(MATERIAL TO PROCESS begins)

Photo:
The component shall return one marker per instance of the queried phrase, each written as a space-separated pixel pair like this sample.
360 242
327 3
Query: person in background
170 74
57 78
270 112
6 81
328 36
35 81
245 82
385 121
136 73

(MATERIAL TO PROCESS ends)

- WHAT YOU NEED TO DO
All of the records need to be transcribed exactly.

- OUTPUT BELOW
Photo:
The component shall return one marker per instance of the queried phrase, each written as a space-separated pixel pair like this sample.
360 242
327 3
Query: person in background
170 74
57 78
270 112
6 81
328 36
35 81
245 82
385 121
136 73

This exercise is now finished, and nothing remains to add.